Look through the entries and report how many lines include the word "wheel". Give the number alone.

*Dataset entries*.
········
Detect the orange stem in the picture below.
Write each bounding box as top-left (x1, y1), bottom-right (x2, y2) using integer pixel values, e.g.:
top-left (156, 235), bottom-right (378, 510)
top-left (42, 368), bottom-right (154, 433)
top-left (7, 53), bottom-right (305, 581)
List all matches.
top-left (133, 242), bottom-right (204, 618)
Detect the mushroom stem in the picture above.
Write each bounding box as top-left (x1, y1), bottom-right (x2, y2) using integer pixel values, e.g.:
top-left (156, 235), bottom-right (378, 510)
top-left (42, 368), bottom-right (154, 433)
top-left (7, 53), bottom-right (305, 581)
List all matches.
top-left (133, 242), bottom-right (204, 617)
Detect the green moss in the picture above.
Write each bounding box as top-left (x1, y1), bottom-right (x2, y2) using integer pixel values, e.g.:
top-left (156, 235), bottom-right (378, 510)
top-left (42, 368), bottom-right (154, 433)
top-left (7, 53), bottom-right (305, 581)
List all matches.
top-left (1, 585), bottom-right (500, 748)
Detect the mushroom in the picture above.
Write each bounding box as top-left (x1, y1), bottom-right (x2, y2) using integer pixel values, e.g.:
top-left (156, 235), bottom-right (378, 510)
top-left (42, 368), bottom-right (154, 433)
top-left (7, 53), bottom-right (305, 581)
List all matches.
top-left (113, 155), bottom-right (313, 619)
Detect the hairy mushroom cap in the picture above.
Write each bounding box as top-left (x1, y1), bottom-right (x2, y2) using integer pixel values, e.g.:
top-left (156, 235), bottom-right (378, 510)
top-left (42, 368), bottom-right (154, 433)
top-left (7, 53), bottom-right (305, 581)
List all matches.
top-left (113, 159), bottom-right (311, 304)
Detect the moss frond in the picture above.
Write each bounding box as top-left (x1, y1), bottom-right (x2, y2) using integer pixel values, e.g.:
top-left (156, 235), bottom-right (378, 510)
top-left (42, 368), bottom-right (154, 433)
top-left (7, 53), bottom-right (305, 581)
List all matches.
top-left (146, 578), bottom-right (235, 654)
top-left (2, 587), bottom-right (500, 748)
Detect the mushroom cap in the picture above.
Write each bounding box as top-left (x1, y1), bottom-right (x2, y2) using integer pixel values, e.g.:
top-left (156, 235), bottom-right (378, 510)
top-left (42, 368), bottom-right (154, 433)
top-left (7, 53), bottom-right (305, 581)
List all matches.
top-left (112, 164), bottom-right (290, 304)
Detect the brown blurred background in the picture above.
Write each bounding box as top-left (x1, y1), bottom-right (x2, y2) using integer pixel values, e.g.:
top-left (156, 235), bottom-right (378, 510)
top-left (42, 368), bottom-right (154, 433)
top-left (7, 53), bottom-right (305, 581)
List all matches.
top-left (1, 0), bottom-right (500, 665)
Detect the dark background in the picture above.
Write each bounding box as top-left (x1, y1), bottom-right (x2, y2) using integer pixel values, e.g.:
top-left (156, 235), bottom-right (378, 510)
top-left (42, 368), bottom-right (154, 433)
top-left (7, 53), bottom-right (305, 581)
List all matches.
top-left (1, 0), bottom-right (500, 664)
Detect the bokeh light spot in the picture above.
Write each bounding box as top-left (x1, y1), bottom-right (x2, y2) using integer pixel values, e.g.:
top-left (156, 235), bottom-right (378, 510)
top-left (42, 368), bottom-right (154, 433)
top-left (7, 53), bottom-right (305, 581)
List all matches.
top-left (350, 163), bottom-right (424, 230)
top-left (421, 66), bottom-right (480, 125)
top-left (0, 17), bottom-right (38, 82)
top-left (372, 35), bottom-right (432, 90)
········
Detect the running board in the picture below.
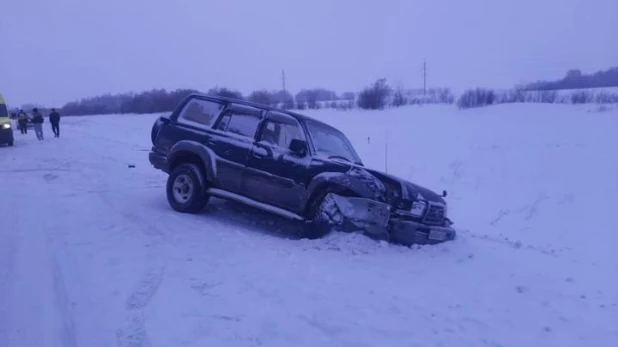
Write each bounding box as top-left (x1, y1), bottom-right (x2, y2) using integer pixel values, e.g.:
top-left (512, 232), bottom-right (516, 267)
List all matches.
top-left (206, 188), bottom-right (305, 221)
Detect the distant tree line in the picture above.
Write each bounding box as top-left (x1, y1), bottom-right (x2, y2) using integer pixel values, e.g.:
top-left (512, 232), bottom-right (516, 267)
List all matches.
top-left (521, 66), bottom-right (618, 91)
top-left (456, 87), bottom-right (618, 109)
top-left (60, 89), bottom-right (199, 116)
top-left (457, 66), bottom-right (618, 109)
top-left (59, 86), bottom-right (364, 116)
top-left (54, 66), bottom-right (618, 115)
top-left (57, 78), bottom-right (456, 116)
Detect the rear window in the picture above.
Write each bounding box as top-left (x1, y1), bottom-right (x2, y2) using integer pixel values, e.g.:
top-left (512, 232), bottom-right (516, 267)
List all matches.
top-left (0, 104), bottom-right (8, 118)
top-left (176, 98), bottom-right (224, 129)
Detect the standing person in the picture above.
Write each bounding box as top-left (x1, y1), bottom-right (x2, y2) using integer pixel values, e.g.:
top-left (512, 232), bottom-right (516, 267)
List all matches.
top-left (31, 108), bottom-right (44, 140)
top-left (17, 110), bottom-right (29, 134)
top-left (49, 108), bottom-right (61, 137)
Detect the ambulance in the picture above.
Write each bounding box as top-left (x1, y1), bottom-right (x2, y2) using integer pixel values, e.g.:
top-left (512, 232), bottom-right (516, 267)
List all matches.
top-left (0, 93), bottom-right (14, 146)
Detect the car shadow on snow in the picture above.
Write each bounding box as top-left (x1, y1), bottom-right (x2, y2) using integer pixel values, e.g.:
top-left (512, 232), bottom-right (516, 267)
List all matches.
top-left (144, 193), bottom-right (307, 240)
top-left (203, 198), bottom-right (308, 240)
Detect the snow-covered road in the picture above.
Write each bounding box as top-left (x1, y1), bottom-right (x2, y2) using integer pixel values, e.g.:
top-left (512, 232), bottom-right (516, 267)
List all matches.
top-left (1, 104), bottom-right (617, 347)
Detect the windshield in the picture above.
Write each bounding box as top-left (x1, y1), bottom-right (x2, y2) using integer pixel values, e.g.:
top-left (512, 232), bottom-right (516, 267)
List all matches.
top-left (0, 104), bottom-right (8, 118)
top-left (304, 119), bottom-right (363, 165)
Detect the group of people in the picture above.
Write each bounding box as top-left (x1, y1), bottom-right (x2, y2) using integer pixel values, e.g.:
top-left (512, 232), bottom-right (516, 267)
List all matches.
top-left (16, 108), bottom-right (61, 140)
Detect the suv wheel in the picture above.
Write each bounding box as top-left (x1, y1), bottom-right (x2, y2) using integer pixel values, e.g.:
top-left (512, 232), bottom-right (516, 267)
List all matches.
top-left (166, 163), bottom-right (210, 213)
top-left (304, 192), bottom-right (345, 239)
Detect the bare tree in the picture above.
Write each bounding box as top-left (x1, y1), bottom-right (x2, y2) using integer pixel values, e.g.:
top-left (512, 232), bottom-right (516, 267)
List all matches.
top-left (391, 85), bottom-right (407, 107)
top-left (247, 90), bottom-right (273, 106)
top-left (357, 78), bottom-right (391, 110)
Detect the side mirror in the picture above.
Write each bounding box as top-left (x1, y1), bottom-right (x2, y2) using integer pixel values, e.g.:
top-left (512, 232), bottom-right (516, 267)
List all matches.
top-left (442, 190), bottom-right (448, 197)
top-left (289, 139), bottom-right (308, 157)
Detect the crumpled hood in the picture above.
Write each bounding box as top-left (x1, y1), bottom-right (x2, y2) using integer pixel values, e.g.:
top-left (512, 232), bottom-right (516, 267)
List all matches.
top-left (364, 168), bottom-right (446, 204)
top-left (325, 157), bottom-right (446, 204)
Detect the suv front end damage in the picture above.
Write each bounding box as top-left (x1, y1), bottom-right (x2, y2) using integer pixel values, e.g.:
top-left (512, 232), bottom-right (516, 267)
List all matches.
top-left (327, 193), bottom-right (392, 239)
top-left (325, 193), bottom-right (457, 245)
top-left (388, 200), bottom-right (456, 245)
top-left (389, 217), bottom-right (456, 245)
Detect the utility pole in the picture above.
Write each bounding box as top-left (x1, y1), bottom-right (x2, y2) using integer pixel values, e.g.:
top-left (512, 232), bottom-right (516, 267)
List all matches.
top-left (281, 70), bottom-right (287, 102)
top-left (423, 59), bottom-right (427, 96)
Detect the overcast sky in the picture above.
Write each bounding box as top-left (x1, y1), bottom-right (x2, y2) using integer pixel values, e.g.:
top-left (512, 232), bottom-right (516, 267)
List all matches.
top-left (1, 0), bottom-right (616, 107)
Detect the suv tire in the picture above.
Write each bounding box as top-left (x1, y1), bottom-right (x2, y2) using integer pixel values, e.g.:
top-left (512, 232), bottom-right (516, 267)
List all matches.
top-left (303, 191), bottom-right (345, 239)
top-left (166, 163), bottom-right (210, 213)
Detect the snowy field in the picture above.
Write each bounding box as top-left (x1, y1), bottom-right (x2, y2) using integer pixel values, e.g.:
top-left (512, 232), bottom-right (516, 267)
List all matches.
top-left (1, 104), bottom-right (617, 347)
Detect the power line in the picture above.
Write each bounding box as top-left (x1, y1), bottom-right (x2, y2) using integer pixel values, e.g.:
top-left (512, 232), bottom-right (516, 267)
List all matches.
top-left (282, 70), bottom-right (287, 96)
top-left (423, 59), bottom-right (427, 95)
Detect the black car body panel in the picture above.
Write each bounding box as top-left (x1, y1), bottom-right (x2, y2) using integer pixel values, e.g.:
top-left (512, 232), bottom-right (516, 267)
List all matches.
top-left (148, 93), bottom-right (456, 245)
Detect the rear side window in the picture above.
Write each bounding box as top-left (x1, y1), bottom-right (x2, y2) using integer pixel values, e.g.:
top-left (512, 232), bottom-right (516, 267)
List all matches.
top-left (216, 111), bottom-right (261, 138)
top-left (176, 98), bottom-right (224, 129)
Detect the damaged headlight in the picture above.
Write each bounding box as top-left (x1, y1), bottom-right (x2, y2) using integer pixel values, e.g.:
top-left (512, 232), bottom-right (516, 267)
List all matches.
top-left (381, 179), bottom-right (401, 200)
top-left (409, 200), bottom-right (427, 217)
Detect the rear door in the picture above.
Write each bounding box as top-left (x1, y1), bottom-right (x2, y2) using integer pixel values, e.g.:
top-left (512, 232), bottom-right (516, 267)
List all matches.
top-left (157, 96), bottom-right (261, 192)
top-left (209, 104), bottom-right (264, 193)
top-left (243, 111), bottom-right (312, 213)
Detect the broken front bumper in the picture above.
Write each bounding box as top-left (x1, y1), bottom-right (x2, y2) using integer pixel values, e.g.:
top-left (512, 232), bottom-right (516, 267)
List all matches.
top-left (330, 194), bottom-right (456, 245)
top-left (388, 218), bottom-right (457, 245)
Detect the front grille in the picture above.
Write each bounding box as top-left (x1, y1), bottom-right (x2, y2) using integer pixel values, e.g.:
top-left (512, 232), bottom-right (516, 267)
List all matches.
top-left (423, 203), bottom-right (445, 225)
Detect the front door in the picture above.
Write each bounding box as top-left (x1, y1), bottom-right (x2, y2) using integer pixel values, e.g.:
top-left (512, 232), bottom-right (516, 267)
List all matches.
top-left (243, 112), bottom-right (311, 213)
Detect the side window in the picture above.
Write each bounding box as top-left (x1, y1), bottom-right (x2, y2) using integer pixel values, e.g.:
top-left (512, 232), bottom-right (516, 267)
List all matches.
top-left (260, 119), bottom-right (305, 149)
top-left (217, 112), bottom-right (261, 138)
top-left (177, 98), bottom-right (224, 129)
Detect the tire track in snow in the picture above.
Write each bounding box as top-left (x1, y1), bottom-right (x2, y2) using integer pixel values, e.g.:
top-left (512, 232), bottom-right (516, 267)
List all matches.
········
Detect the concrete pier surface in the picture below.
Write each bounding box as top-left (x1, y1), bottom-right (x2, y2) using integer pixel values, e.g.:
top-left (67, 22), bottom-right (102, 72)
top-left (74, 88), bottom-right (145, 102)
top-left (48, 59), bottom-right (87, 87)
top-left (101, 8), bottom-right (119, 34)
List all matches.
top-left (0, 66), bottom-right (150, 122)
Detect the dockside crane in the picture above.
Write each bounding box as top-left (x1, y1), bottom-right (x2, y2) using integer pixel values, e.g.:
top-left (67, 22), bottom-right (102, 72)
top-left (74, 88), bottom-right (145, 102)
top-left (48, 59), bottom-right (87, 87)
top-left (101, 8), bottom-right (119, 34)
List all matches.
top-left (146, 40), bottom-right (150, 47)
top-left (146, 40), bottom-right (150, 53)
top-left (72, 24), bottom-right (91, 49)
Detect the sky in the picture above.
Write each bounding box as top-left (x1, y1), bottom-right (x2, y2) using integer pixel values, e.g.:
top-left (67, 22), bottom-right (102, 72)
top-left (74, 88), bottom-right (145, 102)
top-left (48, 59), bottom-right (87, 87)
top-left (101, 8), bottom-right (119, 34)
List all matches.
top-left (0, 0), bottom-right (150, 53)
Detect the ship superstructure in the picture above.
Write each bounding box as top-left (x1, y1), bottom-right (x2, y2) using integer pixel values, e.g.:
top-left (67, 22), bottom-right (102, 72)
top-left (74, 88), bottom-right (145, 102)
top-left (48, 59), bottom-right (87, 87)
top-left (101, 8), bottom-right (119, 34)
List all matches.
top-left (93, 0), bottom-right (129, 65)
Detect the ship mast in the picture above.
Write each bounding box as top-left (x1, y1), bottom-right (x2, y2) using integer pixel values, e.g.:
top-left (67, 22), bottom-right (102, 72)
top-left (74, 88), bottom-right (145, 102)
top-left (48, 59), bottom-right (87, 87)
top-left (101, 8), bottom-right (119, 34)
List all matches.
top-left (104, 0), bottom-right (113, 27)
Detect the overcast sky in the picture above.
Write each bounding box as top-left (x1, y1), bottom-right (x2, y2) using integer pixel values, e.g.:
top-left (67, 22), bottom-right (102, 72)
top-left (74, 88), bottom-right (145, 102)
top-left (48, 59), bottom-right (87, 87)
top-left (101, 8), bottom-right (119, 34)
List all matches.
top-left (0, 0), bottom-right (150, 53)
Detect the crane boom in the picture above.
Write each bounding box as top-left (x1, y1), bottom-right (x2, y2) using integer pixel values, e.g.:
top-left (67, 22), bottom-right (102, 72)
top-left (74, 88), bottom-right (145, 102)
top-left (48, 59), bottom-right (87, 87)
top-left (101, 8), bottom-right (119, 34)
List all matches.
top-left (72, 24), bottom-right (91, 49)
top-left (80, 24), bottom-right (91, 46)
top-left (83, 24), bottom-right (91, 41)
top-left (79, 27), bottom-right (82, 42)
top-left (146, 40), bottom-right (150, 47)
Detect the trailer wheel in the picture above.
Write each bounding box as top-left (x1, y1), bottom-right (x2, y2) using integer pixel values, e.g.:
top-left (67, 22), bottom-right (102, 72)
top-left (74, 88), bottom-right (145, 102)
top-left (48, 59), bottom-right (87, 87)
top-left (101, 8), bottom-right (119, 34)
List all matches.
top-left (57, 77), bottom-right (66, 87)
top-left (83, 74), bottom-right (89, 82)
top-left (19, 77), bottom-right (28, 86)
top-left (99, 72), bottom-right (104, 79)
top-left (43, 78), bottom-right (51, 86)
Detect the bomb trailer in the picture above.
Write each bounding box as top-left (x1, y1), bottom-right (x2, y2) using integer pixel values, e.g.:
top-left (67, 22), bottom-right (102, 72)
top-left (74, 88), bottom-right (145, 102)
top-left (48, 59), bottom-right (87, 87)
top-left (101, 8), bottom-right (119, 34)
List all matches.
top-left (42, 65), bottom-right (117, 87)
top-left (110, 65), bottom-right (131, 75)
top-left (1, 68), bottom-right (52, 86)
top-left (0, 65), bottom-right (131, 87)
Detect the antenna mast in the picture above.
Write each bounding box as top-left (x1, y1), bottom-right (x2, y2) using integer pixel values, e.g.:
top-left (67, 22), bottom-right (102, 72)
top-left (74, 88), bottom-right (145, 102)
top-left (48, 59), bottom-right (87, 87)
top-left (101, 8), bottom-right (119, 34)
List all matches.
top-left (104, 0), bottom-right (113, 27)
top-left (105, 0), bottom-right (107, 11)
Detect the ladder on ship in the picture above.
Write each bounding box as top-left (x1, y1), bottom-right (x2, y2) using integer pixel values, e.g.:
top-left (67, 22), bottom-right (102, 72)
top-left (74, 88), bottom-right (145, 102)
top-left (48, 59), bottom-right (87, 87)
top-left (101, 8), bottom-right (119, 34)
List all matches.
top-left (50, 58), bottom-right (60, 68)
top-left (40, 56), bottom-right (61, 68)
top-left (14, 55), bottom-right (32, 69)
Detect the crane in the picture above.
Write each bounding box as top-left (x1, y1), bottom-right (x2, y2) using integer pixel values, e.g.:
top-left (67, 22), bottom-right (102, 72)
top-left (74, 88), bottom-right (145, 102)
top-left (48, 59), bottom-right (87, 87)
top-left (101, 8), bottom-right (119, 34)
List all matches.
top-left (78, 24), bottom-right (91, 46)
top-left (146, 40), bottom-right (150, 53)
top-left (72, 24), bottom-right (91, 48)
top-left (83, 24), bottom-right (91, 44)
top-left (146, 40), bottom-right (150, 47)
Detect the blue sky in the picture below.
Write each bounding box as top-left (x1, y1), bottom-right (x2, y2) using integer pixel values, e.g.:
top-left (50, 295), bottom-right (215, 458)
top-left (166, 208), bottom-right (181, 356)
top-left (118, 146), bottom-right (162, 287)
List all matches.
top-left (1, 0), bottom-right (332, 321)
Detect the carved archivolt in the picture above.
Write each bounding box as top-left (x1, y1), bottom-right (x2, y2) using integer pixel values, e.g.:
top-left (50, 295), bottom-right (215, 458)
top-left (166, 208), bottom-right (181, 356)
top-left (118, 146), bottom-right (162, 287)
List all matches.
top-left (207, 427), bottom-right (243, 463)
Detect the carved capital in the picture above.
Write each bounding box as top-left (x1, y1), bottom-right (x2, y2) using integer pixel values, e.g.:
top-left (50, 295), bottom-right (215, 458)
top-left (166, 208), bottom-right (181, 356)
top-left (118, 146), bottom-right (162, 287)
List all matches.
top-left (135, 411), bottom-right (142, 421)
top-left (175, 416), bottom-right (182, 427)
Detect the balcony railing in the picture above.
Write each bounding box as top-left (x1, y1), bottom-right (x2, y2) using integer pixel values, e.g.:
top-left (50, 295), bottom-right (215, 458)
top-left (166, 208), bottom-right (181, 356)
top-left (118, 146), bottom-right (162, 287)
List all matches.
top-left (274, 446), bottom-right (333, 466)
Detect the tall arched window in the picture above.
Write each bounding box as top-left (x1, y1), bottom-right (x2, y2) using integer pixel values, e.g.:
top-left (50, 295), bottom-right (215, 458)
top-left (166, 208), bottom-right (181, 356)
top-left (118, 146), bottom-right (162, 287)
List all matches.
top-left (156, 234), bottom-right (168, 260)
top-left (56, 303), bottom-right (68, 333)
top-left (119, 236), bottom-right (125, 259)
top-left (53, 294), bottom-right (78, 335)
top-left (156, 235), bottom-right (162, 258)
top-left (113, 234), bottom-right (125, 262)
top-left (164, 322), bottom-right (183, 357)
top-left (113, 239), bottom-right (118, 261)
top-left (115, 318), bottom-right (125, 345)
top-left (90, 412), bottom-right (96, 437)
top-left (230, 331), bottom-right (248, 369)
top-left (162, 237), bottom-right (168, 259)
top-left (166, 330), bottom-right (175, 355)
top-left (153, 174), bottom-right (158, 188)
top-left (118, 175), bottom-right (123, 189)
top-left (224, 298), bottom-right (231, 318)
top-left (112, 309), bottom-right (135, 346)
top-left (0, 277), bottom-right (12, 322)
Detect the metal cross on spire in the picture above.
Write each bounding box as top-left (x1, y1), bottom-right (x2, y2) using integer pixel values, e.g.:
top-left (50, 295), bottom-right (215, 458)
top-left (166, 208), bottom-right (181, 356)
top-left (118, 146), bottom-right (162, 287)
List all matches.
········
*Solution for this problem*.
2